═════ DATA FOR THIS TASK
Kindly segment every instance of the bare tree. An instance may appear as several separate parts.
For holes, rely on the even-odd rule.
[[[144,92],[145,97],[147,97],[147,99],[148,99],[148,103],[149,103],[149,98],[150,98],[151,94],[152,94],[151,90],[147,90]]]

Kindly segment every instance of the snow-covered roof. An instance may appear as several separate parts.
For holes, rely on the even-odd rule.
══════════
(THE EXERCISE):
Please rescale the rows above by writing every line out again, requests included, with each polygon coordinate in the answers multiplied by 0.5 and rounded to a whole number, halves going up.

(EXERCISE OUTPUT):
Kindly segment every instance of the bare tree. An instance may appear as several separate parts.
For holes, rely on the even-odd rule.
[[[72,46],[73,49],[74,49],[74,50],[74,50],[74,52],[75,52],[75,49],[75,49],[76,47],[76,47],[76,45],[74,45]]]

Kindly segment every instance of the snow-covered roof. An instance may appear as several separate parts.
For holes, rely on the even-odd rule.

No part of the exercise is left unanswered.